Point annotation entries for images
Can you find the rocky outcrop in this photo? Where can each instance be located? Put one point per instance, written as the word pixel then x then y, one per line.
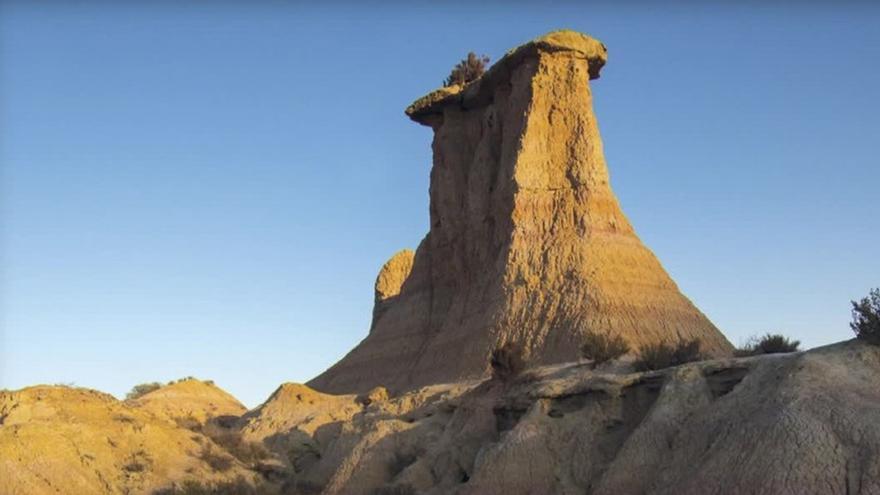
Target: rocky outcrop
pixel 527 241
pixel 802 423
pixel 71 440
pixel 190 399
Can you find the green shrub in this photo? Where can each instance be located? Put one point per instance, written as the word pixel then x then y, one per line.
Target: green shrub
pixel 467 70
pixel 866 318
pixel 508 361
pixel 142 389
pixel 771 343
pixel 601 348
pixel 663 355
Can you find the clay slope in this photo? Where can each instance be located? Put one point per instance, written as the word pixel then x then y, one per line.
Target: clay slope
pixel 190 399
pixel 527 241
pixel 803 423
pixel 78 441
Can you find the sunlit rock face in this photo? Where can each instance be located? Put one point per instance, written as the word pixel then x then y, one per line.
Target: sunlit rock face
pixel 527 242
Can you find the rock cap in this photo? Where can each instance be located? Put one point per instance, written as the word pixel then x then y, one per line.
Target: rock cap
pixel 479 91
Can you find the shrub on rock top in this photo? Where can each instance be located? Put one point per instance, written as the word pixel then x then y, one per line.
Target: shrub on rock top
pixel 469 69
pixel 866 318
pixel 508 361
pixel 601 348
pixel 142 389
pixel 664 355
pixel 768 344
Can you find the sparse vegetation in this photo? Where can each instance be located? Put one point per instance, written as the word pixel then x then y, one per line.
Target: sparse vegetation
pixel 219 461
pixel 600 348
pixel 404 489
pixel 232 441
pixel 239 486
pixel 142 389
pixel 866 318
pixel 469 69
pixel 663 355
pixel 771 343
pixel 508 361
pixel 139 462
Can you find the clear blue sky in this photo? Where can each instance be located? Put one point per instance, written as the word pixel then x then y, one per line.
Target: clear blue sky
pixel 211 191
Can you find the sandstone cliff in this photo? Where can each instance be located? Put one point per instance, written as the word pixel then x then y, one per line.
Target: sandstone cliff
pixel 800 423
pixel 527 242
pixel 77 441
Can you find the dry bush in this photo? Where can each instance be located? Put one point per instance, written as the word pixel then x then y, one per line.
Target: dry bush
pixel 662 355
pixel 231 441
pixel 239 486
pixel 404 489
pixel 219 461
pixel 469 69
pixel 866 318
pixel 768 344
pixel 601 348
pixel 508 361
pixel 142 389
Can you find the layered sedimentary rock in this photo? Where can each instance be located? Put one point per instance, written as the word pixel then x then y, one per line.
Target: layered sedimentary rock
pixel 76 441
pixel 527 241
pixel 799 423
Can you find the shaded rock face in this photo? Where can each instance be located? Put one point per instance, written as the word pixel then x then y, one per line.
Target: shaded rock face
pixel 527 241
pixel 799 423
pixel 70 440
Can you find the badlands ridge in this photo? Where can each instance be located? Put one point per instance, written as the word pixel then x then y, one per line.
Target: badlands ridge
pixel 527 246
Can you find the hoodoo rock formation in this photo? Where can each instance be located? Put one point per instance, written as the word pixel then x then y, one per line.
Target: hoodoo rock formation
pixel 527 241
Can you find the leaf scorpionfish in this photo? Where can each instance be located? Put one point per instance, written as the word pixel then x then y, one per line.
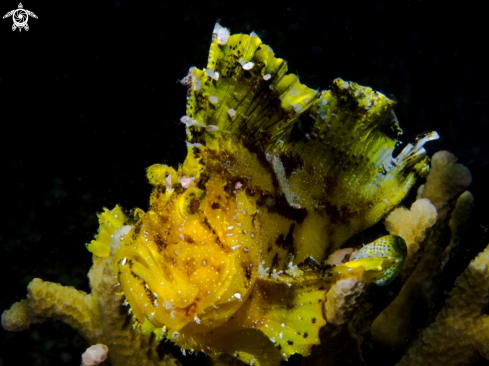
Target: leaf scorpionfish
pixel 230 256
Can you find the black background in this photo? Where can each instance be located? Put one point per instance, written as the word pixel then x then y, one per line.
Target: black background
pixel 88 100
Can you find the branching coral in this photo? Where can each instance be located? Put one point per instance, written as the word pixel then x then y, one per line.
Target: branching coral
pixel 446 181
pixel 460 332
pixel 99 317
pixel 238 254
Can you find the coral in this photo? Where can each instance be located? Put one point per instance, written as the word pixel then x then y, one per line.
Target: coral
pixel 445 182
pixel 239 252
pixel 458 220
pixel 94 355
pixel 100 316
pixel 411 225
pixel 459 334
pixel 341 299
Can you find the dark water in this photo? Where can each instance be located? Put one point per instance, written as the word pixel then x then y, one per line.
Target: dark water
pixel 89 100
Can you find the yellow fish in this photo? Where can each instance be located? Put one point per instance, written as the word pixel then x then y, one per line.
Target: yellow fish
pixel 229 256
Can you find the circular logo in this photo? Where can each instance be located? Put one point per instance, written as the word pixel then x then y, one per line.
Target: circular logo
pixel 20 17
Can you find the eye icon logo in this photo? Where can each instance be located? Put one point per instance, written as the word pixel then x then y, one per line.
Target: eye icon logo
pixel 20 17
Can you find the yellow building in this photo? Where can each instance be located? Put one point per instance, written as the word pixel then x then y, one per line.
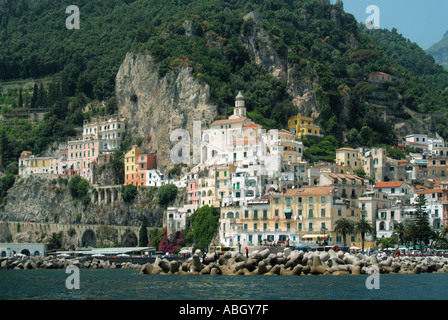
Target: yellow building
pixel 297 216
pixel 30 164
pixel 303 126
pixel 131 167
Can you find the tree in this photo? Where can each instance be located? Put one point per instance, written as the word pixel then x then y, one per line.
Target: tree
pixel 20 104
pixel 423 228
pixel 167 193
pixel 202 226
pixel 363 227
pixel 143 235
pixel 79 189
pixel 344 226
pixel 129 192
pixel 55 241
pixel 155 236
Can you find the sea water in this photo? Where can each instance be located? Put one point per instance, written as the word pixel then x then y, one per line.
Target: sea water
pixel 123 284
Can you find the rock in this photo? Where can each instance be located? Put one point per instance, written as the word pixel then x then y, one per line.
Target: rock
pixel 297 270
pixel 209 258
pixel 306 269
pixel 262 268
pixel 274 271
pixel 317 267
pixel 265 253
pixel 214 271
pixel 324 256
pixel 174 266
pixel 225 270
pixel 238 257
pixel 238 265
pixel 349 259
pixel 341 273
pixel 147 268
pixel 387 262
pixel 164 265
pixel 196 265
pixel 251 264
pixel 281 260
pixel 355 270
pixel 373 260
pixel 205 270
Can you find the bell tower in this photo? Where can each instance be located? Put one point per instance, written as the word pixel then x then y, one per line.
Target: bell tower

= Exercise requirements =
Write out all of the records above word for word, line by line, with the pictures left out.

= Response below =
Can you find the rocky outcrop in this photo? Where can each instance be located? Put one point per instance, written as the word pixel then x then y, one per line.
Target: rocky outcrop
pixel 527 241
pixel 802 423
pixel 71 440
pixel 190 399
Can you find the green shrub in this photo? Where can each instance be located? Put one point per instance, written as the word pixel then x then y, one per line.
Target: green shrub
pixel 467 70
pixel 866 318
pixel 508 361
pixel 142 389
pixel 771 343
pixel 601 348
pixel 663 355
Can you find the clay slope in this photo? Where can each instance be located? Put one point per instance, written as the word pixel then x then y, one per line.
Target: clay slope
pixel 190 399
pixel 527 241
pixel 803 423
pixel 78 441
Can you find the sunlit rock face in this photo? Where can each instance be located? Put one point per instance, written as the word pixel then x then y, one per line.
Target: sunlit rock face
pixel 527 242
Can you find the rock cap in this photo? Where can each instance be located? Put one point per instance, written as the word pixel then x then y, one per line.
Target: rock cap
pixel 479 91
Can you find the shrub on rock top in this photo? Where can each instance be located? Put one point per instance, written as the word pixel then x then y, one per line.
Target: shrub on rock top
pixel 469 69
pixel 866 318
pixel 508 361
pixel 601 348
pixel 142 389
pixel 664 355
pixel 768 344
Can you find the sparse vegetation in this photo? Where can each instance be located? Put one point per instance, written as the word pixel then x then y, one per line.
Target: sparse vegetation
pixel 219 461
pixel 600 348
pixel 404 489
pixel 232 441
pixel 239 486
pixel 142 389
pixel 866 318
pixel 469 69
pixel 663 355
pixel 771 343
pixel 508 361
pixel 139 462
Can you find the clear blue sky in this photo? Where can each instance be located? Put one point per instance, written as the word pixel then x then y, one per line.
Target: clear blue sky
pixel 211 191
Can you find the sandstone cliff in this photo? Where can each instance be located? Put one point per instance, written as the word pixel then x then y, one per line.
Target: sandstone cliff
pixel 800 423
pixel 527 242
pixel 77 441
Can you find the dry bush in this photo? Where can each instance be located? Put one point per instance, written as the word pixel then x then y, one per line.
Target: dry bush
pixel 662 355
pixel 231 441
pixel 239 486
pixel 404 489
pixel 219 461
pixel 469 69
pixel 866 318
pixel 768 344
pixel 601 348
pixel 508 361
pixel 142 389
Can you find the layered sedimentary rock in this photo? Where can each instance be located? Put one point per instance, written as the word pixel then x then y, one per line.
Target: layered sedimentary rock
pixel 76 441
pixel 527 241
pixel 799 423
Can you find the shaded rock face in this photo? Where can each instance be located? Put one point per instance, written as the word pixel then x then y, one per line.
Target: shaded rock face
pixel 527 241
pixel 799 423
pixel 70 440
Can you find the badlands ridge in this photo? Where can each instance be located? Put one point per instance, written as the word pixel then x then y, one per line.
Target: badlands ridge
pixel 527 246
Can you find the hoodoo rock formation in this photo? Where can each instance be located? Put one point per instance, written as the word pixel then x then y, one per line.
Target: hoodoo rock formation
pixel 527 241
Can you find the leaf scorpionfish in this photo? Where can each instance be located? Put one point per instance, written as the word pixel then x then y, one per line.
Target: leaf scorpionfish
pixel 230 256
Can you find the black background in this photo? Where can each instance be located? Put one point per instance, written as the word pixel then x then y, one per line.
Target: black background
pixel 88 100
Can you find the branching coral in this photo? Where can each instance be located? Put one point per instance, written as the word pixel then x then y, one per line.
Target: branching coral
pixel 446 181
pixel 460 332
pixel 99 317
pixel 238 254
Can you find the coral in this photo? Where can each instance be located? Put one point per instance, written as the word pixel then x then y, one per line.
Target: coral
pixel 445 182
pixel 239 252
pixel 458 220
pixel 94 355
pixel 100 316
pixel 411 225
pixel 459 334
pixel 341 299
Can you find the dark water in this photo? Where can each instance be located? Put one point per instance, written as the word pixel then x then y, one per line.
Target: dark water
pixel 89 100
Can you find the yellow fish in this photo? Where can each instance be located? Put one point per instance, written as the word pixel then x then y, one per line.
Target: yellow fish
pixel 229 256
Can you find the circular logo in this photo? Where can each instance be located? Put one point per instance, written as the word pixel then x then y, one per line.
Target: circular logo
pixel 20 17
Can you find the eye icon logo in this photo? Where can each instance be located? Put one point per instance, written as the word pixel then x then y, one per line.
Target: eye icon logo
pixel 20 17
Can you find the yellow building in this photo? Where can each instance be located? Put one point per instance, written as the word pixel then x then y, one per line.
Target: yellow building
pixel 297 216
pixel 30 164
pixel 303 126
pixel 131 167
Can you find the tree in this photo? Where can each instance be located? Put one point per instance, written as the word pixel then x then y, one per line.
Target: tree
pixel 20 104
pixel 423 228
pixel 167 193
pixel 202 226
pixel 363 227
pixel 143 235
pixel 79 189
pixel 344 226
pixel 129 192
pixel 55 241
pixel 155 236
Can you find the sea water in this photo? Where can each instance be located? Put one point per instance, written as the word pixel then x then y, one per line.
Target: sea water
pixel 123 284
Can you find the rock in this photo? Where can each instance be located? Put one point per instance, written as the word pixel then x then y, one per line.
Target: rock
pixel 297 270
pixel 209 258
pixel 306 269
pixel 262 268
pixel 274 271
pixel 317 267
pixel 265 253
pixel 214 271
pixel 324 256
pixel 174 266
pixel 225 270
pixel 238 257
pixel 238 265
pixel 349 259
pixel 341 273
pixel 147 268
pixel 387 262
pixel 164 265
pixel 196 265
pixel 251 264
pixel 281 260
pixel 355 270
pixel 373 260
pixel 205 270
Can you find the bell tower in this photo? Where can each instance be located? Put one point per instance, written as the word pixel then x then y, one per line.
Target: bell tower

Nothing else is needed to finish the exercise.